:: Task description ::
In the records below, copy out the lines from the one containing "tablecloth and provide bounding boxes." through the one containing "[714,747,985,787]", including both of those lines. Leave the pictures out of your copy.

:: Rows ::
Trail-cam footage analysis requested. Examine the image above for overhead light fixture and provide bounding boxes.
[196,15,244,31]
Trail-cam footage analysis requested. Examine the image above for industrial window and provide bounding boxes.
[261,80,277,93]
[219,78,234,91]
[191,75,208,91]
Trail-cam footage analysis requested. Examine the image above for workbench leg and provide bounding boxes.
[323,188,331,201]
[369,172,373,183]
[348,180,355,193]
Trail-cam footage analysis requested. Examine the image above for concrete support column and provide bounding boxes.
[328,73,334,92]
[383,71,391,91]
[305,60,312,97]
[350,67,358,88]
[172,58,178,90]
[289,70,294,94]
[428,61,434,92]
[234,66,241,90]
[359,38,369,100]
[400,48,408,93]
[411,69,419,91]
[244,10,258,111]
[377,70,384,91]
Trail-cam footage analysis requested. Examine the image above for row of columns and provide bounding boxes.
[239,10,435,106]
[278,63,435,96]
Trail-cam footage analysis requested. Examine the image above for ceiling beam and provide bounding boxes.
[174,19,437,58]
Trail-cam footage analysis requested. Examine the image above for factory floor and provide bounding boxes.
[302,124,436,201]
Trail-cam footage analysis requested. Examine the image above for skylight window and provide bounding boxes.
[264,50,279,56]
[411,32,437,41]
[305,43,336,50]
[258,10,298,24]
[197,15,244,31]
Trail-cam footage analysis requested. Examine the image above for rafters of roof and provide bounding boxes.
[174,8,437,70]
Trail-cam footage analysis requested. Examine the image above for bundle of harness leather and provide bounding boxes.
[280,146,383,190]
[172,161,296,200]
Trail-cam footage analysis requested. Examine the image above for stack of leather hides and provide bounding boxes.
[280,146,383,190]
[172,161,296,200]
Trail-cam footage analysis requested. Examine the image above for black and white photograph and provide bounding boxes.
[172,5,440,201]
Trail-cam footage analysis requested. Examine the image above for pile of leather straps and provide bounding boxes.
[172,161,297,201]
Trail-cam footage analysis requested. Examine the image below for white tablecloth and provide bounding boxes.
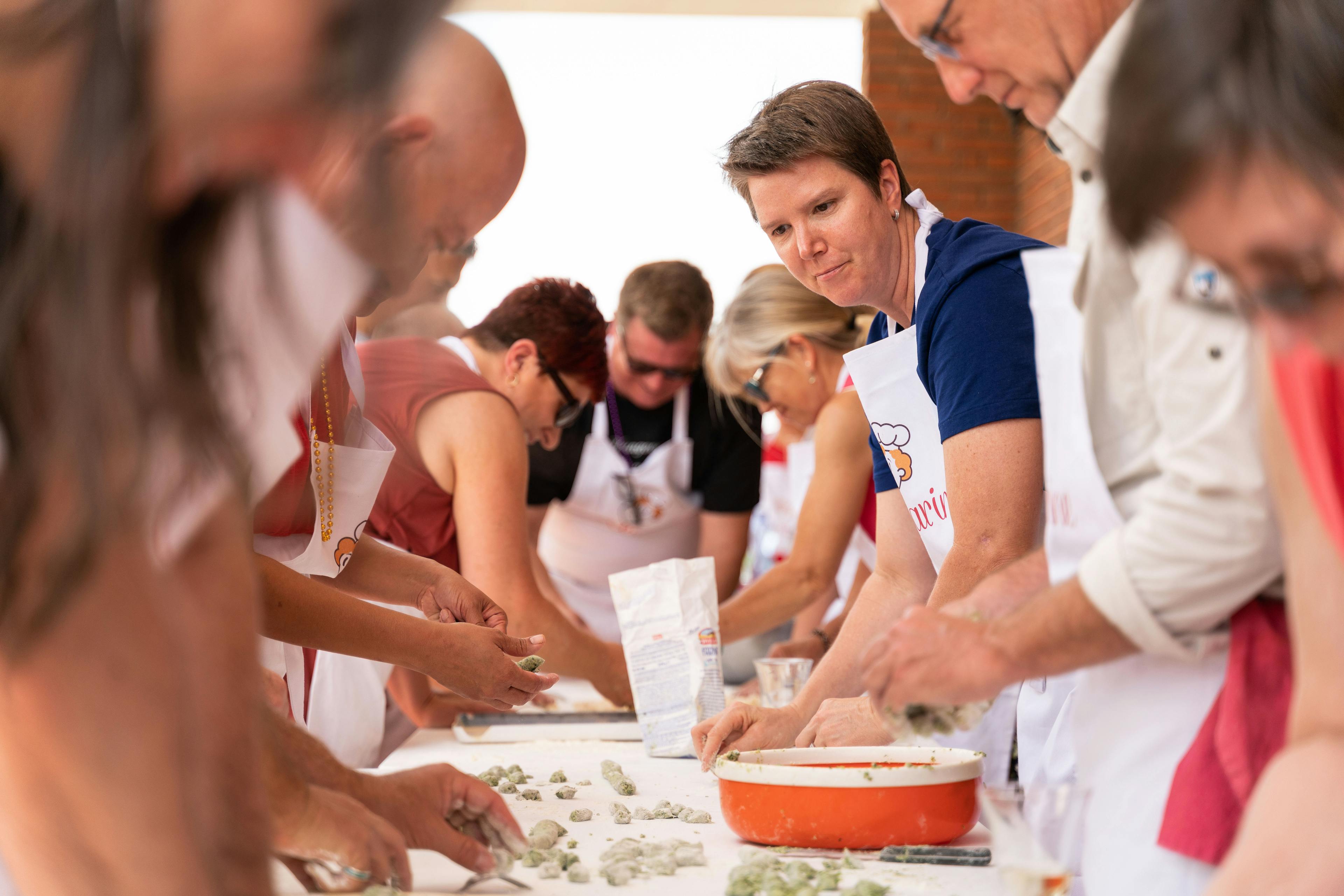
[275,681,1007,896]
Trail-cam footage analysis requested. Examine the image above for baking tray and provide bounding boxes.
[453,709,641,743]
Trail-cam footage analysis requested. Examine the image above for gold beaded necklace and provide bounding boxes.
[308,361,336,541]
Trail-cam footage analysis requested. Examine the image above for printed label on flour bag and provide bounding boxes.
[608,557,724,758]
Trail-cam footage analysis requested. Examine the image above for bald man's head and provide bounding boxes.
[387,21,527,282]
[316,20,527,301]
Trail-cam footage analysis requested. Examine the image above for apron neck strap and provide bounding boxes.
[672,386,691,442]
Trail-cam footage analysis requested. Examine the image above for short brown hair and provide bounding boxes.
[464,277,606,395]
[1102,0,1344,243]
[616,262,714,343]
[723,80,910,218]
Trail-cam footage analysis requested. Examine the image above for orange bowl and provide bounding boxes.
[714,747,984,849]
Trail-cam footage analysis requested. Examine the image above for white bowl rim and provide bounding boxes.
[714,747,985,787]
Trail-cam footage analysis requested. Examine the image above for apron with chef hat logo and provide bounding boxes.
[253,328,395,767]
[844,189,1019,786]
[1019,248,1227,896]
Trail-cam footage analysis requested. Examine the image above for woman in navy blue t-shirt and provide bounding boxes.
[695,82,1046,781]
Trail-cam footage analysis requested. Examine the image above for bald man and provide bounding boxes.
[355,240,476,340]
[244,21,543,885]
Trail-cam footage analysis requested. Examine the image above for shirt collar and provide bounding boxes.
[1046,0,1141,160]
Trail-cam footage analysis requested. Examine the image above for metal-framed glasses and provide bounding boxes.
[742,343,788,404]
[917,0,961,62]
[536,352,584,430]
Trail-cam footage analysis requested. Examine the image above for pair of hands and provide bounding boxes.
[415,560,559,709]
[275,764,527,892]
[691,697,891,770]
[691,605,1016,768]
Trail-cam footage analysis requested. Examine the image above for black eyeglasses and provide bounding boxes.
[917,0,961,61]
[621,331,700,380]
[536,352,586,430]
[742,343,788,404]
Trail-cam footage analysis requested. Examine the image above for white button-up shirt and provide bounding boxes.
[1047,5,1282,657]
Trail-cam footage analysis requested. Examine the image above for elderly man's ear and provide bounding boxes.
[383,114,434,152]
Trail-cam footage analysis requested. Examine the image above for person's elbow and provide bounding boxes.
[947,528,1036,579]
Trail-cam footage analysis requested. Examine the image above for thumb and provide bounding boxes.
[497,634,546,657]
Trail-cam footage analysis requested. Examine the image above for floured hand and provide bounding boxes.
[794,697,891,747]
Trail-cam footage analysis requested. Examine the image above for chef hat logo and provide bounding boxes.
[872,423,914,488]
[872,423,910,447]
[332,520,368,570]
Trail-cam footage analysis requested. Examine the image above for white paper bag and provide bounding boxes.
[608,557,724,758]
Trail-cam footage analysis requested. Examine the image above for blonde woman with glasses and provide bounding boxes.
[704,264,876,679]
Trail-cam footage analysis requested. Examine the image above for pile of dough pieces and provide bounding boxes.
[608,799,714,825]
[520,818,707,887]
[882,700,993,740]
[723,846,888,896]
[598,837,708,887]
[476,764,593,800]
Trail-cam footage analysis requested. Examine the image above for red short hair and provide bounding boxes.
[466,277,606,396]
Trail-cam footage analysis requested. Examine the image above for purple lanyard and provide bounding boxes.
[606,380,634,469]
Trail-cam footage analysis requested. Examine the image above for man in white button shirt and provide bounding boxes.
[867,0,1281,896]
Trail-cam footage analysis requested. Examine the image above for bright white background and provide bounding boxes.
[449,12,863,325]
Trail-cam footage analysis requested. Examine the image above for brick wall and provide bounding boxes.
[1016,125,1074,246]
[863,9,1071,243]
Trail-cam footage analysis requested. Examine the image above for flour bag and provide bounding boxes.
[608,557,724,758]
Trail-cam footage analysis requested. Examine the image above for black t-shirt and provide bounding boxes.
[527,373,761,513]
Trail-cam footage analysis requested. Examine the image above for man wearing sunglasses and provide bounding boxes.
[527,262,761,640]
[867,0,1282,896]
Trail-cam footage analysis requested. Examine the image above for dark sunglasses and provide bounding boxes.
[536,352,586,430]
[742,343,788,404]
[621,332,700,380]
[915,0,961,59]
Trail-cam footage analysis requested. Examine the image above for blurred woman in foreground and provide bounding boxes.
[0,0,441,893]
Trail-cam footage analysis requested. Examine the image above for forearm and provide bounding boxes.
[789,591,836,641]
[719,557,835,643]
[492,568,614,681]
[987,579,1137,685]
[257,555,440,672]
[794,571,926,717]
[942,548,1050,622]
[696,510,751,603]
[929,540,1032,610]
[325,535,440,607]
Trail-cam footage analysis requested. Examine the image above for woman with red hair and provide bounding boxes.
[359,278,630,725]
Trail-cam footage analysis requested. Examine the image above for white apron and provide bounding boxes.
[536,386,700,641]
[1017,248,1227,896]
[253,328,395,767]
[844,189,1019,786]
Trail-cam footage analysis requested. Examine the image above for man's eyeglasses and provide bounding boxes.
[536,352,584,430]
[621,331,700,380]
[917,0,961,62]
[742,343,788,404]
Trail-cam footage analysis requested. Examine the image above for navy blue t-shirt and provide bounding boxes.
[868,218,1047,492]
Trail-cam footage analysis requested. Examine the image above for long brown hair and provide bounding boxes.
[0,0,443,657]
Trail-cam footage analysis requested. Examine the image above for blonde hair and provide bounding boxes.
[704,264,871,398]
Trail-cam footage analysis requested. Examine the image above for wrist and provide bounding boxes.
[270,782,313,853]
[982,618,1040,686]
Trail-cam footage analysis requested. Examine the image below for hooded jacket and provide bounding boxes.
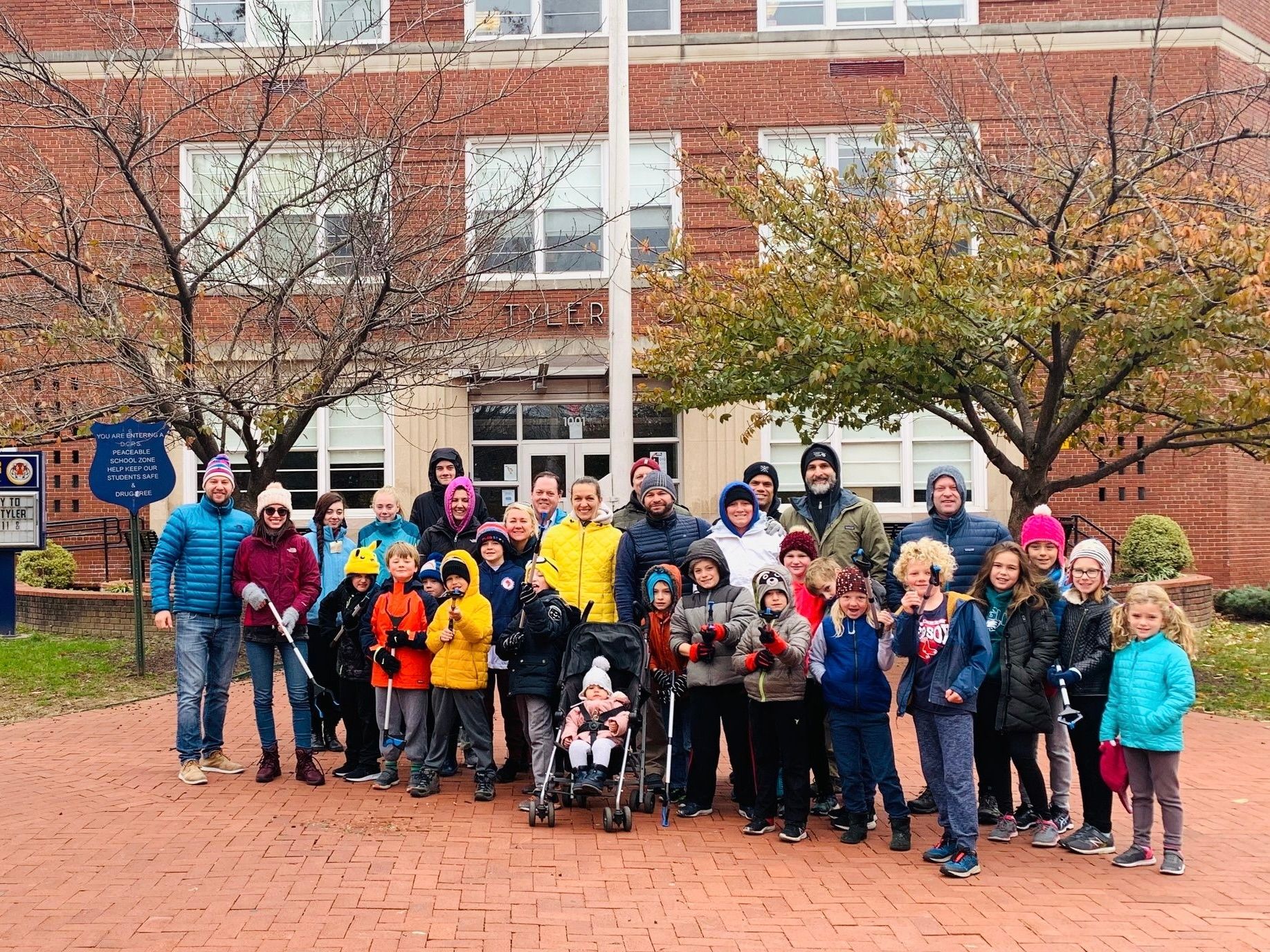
[781,443,889,581]
[732,564,812,702]
[873,466,1010,610]
[150,495,255,618]
[362,578,437,690]
[670,538,758,688]
[710,482,785,585]
[428,549,494,690]
[355,513,419,585]
[538,508,622,622]
[233,524,321,643]
[410,447,489,538]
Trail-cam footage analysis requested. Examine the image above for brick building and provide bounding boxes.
[5,0,1270,584]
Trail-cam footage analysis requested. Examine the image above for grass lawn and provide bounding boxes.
[1195,616,1270,718]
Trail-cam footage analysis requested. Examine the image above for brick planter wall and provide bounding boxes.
[1112,575,1213,628]
[18,583,152,639]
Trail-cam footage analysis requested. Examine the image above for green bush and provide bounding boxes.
[1120,515,1195,581]
[1213,585,1270,622]
[18,542,78,589]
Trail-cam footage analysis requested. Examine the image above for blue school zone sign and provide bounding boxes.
[88,420,176,515]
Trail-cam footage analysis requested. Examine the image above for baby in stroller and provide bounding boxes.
[560,657,630,795]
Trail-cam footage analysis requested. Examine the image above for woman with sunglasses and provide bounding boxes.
[233,482,327,787]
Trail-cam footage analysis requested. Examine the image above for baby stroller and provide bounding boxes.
[529,621,657,833]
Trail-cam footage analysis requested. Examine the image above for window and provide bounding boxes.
[183,0,389,46]
[758,0,979,29]
[183,145,388,282]
[763,414,987,514]
[467,0,680,38]
[467,136,678,274]
[197,397,391,513]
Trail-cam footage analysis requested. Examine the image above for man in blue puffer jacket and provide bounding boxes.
[150,455,255,785]
[887,466,1011,612]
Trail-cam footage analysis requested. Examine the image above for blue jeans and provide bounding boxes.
[828,707,908,820]
[173,612,242,762]
[246,641,314,750]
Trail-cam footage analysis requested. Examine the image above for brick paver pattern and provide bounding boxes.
[0,680,1270,952]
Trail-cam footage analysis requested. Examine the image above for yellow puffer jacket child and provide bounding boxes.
[428,549,494,690]
[538,509,622,622]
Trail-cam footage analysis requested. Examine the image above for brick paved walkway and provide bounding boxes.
[0,683,1270,952]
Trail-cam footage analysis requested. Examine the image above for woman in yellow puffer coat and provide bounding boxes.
[538,476,622,622]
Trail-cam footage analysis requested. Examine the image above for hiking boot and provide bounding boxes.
[922,830,958,863]
[908,787,939,823]
[176,760,207,787]
[296,748,327,787]
[255,748,282,783]
[890,816,913,853]
[940,849,979,879]
[1159,849,1186,876]
[988,814,1019,843]
[198,750,246,773]
[373,760,401,789]
[1033,820,1058,849]
[1058,824,1115,856]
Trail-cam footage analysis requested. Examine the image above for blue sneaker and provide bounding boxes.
[940,849,979,879]
[922,830,958,863]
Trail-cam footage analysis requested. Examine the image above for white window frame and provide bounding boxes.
[464,131,683,280]
[179,0,392,50]
[464,0,680,42]
[757,0,979,33]
[181,141,392,291]
[758,414,988,520]
[181,405,393,524]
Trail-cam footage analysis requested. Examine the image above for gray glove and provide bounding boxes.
[242,581,269,610]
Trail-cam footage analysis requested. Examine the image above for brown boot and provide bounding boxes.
[255,747,282,783]
[296,748,327,787]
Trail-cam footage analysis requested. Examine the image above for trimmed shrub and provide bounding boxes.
[1120,515,1195,581]
[1213,585,1270,622]
[18,542,79,589]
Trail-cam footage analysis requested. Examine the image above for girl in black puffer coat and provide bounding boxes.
[969,542,1058,847]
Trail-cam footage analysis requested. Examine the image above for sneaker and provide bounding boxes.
[988,814,1019,843]
[1112,843,1156,868]
[674,800,714,820]
[908,787,939,823]
[922,830,958,863]
[940,849,979,879]
[1159,849,1186,876]
[198,750,246,773]
[781,823,806,843]
[1033,820,1058,849]
[1058,824,1115,856]
[374,760,401,789]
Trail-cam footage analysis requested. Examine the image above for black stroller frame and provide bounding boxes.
[529,619,657,833]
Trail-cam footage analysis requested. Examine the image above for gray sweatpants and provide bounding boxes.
[424,687,494,771]
[1124,747,1182,853]
[374,687,429,765]
[516,695,555,787]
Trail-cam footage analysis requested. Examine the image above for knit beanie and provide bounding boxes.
[1063,538,1112,585]
[255,482,292,518]
[781,529,819,562]
[1019,503,1067,565]
[639,470,680,503]
[203,453,237,488]
[578,655,613,698]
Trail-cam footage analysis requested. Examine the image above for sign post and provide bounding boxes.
[0,449,44,639]
[88,420,176,675]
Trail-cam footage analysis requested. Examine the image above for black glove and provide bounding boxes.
[372,648,401,678]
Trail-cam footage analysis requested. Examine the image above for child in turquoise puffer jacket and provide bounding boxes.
[1098,584,1195,876]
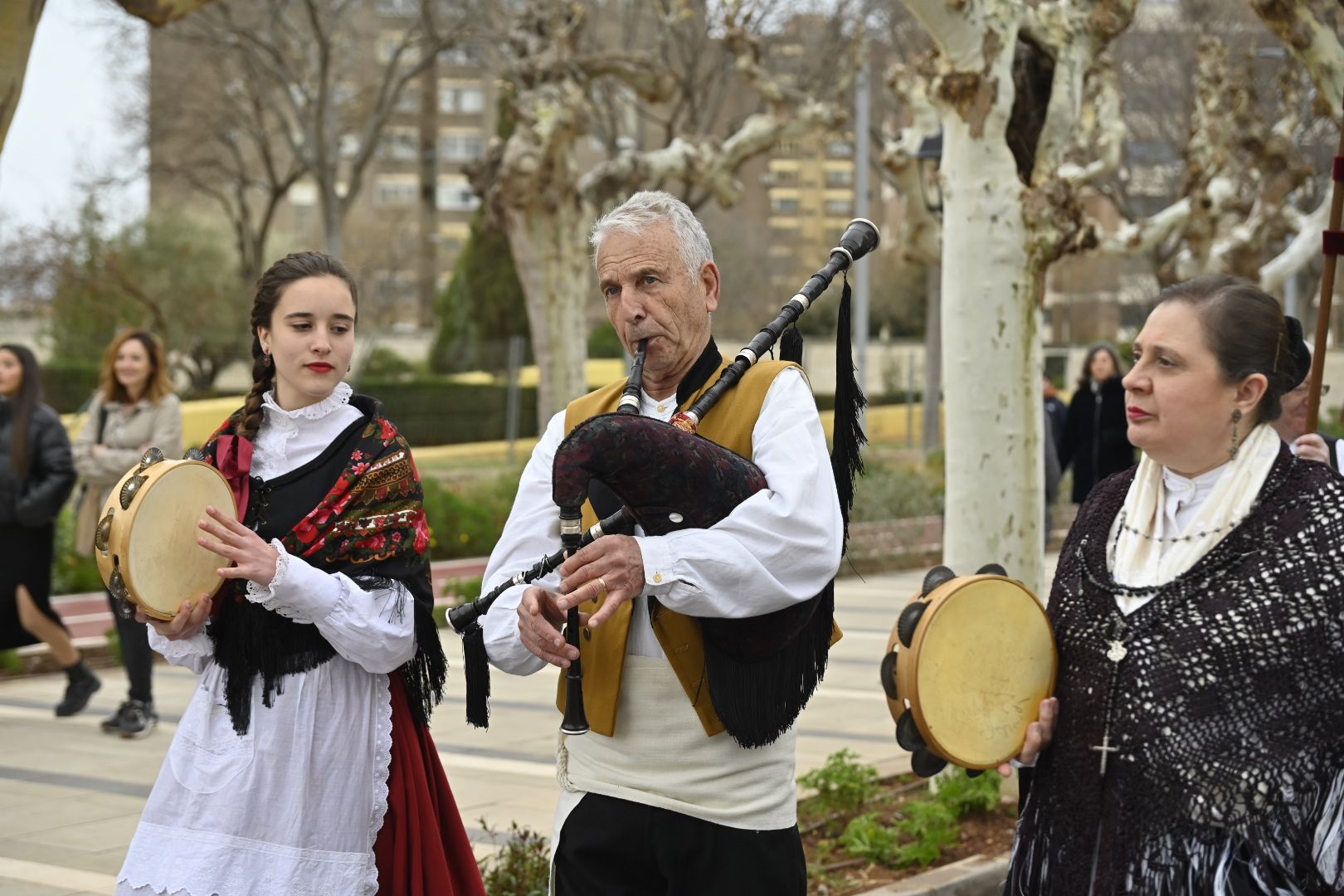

:: Complete answer ::
Trail-cam footage analysis requested. Examine the image below for white tablecloth and provide bounding boxes.
[275,681,1007,896]
Trail-cam footage analysis requested. Examine the image above for baking tray and provide bounding boxes.
[453,709,641,743]
Trail-cam footage analysis requested. Examine the image above for gold beaded necklace and provide bounding boxes.
[308,361,336,541]
Trail-cam footage analysis requested. Examine the image above for printed label on flour bag and provide bounding boxes.
[608,557,724,758]
Trail-cam footage analysis requested. Examine the image above for bald man's head and provide bounding boxes.
[387,21,527,282]
[316,20,527,301]
Trail-cam footage analysis requested. Examine the image above for apron neck strap and provide bounding boxes.
[672,386,691,442]
Trail-cam footage analysis requested. Examine the image above for short brown hair and provide bounding boxes.
[464,277,606,395]
[1102,0,1344,243]
[616,262,714,343]
[723,80,910,218]
Trail-cam footage analysis requested. Examine the image above for orange bowl and provide bounding boxes.
[714,747,984,849]
Trail-cam footage analysis requested. Examine the image above for white bowl rim and provide bounding boxes.
[714,747,985,787]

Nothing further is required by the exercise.